◆ **Page excerpt**

Four million women work in Bangladesh’s fast fashion factories.
Awaj Foundation
What are you wearing? There’s a pretty good chance that the shirt on your back or the pants in your closet were produced in Bangladesh, whose garment factories supply many of the world’s most popular clothing brands and retailers—C&A, Target, Gap, Walmart, and others. But as the New York Times recently pointed out, one early industrial casualty of the coronavirus pandemic has been Bangladesh’s fast fashion manufacturing sector—a sector that accounts for 16% of the country’s GDP.
Now with Covid-19, the industry’s four million workers—most women—are seeing their lives upended, says Nazma Akhter, a union leader in Dhaka and founder of Awaj Foundation. She started working in Bangladesh’s garment factories when she was eleven years old. Over the decades she became a master negotiator and the architect of a new labor movement dedicated to supporting the industry’s workers.
Nazma, first, what does normal look like?Girls and young women come in from the countryside to support their families. Their living conditions are very poor. The basic wage is $95 dollars per month—they are paid once a month—and they work 10-12 hours per day, 7 days a week. Low income and difficult conditions contribute to a lot of problems in health and nutrition. The women often fall sick and lose income. There aren’t many health services available to factory workers. A few factories offer daycare, but not many. Sexual harassment is a big problem, too. Many become single mothers because they marry young and the husbands run away.
What progress have you seen?
We have succeeded in setting up unions in some of the factories, and things are better there. We have collective bargaining, and cooperation. For example, we have sexual harassment committees with representation by women workers. These new kinds of unions are run by the women and are not involved in politics like in the old days. There are fewer strikes and clashes with police and we are looking for cooperative relationships. We understand that the factory owners need to make money, and the workers want to help make the factories successful, but also safe places.
How have these last weeks been with the coronavirus?

◆ **What this exercise asks**
1. Reproduce the garment industry interview word for word from "Now with Covid-19, the" up to and including "the industry’s workers.".
2. Name every clothing brand or retailer that the garment industry interview says is supplied by Bangladesh's factories.
3. Summarize the garment industry interview in two sentences.
The material is separate from the garment industry interview and has no connection to it.

◆ **Material provided**
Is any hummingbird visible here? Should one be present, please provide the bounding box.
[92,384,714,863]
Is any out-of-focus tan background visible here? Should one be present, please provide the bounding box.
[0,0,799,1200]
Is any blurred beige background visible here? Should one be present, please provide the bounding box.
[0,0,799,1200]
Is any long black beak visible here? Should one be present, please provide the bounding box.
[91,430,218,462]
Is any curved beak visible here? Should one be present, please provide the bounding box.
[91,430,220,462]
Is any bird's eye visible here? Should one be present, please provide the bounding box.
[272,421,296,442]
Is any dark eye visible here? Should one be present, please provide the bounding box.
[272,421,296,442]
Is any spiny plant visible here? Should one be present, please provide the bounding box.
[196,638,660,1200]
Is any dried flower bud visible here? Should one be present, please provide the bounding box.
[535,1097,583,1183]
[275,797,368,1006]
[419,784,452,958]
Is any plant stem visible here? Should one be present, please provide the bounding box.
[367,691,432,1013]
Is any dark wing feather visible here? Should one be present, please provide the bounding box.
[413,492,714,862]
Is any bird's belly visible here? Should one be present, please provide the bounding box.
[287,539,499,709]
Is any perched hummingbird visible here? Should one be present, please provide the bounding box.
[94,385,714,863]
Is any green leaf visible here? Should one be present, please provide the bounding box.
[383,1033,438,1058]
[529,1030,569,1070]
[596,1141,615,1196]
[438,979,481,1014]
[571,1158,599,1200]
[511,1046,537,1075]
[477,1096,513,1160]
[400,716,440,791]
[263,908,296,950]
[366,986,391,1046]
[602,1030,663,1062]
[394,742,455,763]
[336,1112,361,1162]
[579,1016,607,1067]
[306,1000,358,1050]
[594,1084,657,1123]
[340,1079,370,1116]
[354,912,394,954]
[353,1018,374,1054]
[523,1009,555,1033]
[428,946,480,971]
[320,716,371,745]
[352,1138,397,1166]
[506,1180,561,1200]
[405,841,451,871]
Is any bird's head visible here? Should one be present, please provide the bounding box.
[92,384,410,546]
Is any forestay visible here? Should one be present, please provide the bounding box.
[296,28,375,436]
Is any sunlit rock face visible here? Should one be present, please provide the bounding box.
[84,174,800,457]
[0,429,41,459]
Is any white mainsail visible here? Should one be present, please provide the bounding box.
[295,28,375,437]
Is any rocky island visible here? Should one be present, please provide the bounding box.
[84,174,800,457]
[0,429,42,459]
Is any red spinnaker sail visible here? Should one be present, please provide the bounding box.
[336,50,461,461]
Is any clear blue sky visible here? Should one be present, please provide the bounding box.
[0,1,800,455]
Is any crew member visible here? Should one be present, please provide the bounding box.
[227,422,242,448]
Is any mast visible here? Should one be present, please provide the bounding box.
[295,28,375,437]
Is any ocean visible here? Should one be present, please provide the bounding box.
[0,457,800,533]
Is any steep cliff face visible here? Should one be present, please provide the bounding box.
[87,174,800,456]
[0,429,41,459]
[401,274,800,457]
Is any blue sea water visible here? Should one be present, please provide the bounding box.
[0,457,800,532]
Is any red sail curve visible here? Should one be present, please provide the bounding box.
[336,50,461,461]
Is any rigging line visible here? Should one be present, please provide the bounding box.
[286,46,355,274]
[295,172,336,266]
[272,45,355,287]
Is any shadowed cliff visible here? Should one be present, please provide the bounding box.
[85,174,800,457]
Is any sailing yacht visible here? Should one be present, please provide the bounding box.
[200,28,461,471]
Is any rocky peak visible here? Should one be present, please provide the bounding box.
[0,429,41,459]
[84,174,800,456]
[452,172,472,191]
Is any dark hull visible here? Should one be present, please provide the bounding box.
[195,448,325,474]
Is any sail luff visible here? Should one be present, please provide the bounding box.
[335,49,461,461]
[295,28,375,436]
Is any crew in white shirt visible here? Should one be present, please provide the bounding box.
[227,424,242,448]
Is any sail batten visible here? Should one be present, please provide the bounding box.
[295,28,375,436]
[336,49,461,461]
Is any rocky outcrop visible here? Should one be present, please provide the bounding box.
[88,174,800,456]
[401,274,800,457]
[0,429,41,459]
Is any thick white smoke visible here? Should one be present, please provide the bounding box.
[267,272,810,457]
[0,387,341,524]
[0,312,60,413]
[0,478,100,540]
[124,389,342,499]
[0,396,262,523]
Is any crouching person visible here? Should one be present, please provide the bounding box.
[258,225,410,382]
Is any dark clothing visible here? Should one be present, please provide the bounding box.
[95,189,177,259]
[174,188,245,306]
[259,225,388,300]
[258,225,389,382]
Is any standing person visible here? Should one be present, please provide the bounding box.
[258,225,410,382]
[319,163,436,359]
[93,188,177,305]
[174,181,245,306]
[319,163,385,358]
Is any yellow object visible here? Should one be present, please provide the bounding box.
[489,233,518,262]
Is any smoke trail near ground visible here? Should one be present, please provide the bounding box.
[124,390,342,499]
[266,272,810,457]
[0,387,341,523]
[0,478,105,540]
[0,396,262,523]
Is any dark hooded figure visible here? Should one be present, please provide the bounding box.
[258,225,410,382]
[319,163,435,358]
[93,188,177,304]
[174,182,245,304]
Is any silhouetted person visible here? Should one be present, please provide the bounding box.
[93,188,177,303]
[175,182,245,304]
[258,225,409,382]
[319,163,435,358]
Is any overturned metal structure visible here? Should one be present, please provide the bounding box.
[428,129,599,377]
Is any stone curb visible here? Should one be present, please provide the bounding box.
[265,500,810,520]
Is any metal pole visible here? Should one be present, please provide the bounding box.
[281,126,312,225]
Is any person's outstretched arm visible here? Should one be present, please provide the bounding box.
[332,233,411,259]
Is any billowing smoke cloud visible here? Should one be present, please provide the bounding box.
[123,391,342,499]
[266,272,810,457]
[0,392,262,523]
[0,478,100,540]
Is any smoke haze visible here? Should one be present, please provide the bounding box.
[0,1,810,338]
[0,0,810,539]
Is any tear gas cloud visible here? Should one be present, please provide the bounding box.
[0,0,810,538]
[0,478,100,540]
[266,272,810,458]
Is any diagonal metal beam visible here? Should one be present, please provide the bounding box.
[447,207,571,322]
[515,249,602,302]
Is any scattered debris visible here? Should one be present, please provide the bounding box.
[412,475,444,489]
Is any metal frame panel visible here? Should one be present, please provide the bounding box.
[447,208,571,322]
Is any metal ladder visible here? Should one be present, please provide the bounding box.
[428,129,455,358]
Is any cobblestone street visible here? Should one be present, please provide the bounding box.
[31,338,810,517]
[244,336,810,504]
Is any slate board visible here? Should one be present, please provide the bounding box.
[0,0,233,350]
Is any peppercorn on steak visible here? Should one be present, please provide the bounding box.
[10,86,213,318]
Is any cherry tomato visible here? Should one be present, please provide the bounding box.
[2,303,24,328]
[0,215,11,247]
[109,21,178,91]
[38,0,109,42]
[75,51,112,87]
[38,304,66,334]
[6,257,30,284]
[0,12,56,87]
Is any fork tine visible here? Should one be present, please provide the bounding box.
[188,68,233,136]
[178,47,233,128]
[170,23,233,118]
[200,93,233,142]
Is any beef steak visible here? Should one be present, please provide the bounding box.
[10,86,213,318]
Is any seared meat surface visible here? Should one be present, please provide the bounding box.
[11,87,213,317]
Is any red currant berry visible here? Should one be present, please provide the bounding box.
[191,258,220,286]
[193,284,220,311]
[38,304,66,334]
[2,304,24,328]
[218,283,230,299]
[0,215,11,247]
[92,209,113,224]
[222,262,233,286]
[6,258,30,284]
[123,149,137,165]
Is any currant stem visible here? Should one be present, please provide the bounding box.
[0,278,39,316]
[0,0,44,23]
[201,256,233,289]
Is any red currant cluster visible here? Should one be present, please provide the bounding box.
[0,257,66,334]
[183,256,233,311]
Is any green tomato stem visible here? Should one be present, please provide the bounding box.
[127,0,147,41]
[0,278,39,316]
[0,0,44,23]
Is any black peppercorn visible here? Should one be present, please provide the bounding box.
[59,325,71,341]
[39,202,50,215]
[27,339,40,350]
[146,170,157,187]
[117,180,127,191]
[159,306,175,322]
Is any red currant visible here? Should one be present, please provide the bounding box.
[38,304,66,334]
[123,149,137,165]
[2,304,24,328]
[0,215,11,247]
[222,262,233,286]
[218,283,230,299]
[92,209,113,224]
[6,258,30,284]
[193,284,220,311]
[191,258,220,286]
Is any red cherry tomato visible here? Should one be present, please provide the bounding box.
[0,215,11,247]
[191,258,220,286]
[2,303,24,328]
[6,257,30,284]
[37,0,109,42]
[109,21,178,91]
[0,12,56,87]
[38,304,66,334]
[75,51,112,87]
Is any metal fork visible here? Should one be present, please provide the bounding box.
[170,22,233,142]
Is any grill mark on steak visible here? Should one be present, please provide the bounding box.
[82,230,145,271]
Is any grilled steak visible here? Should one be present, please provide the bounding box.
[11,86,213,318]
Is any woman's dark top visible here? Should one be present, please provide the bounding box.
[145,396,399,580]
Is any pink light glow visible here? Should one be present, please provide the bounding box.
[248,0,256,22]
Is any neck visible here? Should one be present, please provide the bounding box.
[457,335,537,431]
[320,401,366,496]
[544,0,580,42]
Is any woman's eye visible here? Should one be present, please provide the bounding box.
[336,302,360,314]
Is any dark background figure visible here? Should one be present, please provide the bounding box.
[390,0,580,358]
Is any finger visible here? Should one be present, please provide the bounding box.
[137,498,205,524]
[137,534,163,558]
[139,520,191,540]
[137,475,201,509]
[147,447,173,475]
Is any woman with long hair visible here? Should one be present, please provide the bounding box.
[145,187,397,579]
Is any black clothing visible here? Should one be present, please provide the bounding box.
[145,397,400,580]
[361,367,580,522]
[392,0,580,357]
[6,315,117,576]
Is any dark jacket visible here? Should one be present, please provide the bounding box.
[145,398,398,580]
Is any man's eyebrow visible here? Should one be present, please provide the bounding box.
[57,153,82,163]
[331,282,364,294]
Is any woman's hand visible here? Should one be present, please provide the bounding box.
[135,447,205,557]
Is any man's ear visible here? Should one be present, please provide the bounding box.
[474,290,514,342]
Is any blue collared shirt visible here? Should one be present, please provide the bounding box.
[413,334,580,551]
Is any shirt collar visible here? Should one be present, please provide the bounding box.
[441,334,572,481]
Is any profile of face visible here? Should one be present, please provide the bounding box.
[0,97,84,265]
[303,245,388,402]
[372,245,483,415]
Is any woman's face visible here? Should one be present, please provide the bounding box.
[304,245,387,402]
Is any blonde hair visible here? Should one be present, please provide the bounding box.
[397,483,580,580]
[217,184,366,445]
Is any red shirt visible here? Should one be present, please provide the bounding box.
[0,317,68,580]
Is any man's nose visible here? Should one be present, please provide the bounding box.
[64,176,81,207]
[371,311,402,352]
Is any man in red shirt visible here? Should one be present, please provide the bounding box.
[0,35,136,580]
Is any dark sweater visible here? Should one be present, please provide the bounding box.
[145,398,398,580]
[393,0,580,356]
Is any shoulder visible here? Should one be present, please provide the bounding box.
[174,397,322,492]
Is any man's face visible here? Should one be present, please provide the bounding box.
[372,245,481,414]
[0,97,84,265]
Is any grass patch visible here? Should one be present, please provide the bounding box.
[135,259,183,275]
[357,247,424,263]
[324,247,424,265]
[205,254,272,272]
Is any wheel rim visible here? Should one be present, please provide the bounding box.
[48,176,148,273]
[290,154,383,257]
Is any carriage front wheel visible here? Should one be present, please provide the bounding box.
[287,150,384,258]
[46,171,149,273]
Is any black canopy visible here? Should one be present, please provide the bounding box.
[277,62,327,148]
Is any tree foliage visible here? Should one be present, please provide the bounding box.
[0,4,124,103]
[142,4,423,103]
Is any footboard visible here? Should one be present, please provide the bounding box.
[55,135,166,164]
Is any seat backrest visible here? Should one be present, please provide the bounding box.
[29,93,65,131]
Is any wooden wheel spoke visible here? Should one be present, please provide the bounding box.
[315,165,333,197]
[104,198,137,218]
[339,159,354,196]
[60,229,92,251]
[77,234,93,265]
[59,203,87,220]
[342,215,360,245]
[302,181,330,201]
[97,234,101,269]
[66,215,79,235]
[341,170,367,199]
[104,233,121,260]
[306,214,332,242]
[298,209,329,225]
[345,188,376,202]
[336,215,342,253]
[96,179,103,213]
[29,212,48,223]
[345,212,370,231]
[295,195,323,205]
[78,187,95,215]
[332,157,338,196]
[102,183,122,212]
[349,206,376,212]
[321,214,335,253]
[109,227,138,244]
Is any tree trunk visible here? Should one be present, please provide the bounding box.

◆ **Task solutions**
1.
Now with Covid-19, the industry’s four million workers—most women—are seeing their lives upended, says Nazma Akhter, a union leader in Dhaka and founder of Awaj Foundation. She started working in Bangladesh’s garment factories when she was eleven years old. Over the decades she became a master negotiator and the architect of a new labor movement dedicated to supporting the industry’s workers.

2. C&A, Target, Gap, Walmart

3. Bangladesh's fast fashion sector accounts for 16% of the country's GDP and employs four million workers, most of them women, who earn a basic wage of $95 a month for 10-12 hours a day, 7 days a week, and whose lives are being upended by Covid-19. Nazma Akhter, a union leader in Dhaka and founder of Awaj Foundation who began factory work at eleven, reports that women-run unions in some factories have brought collective bargaining, sexual harassment committees, and fewer strikes.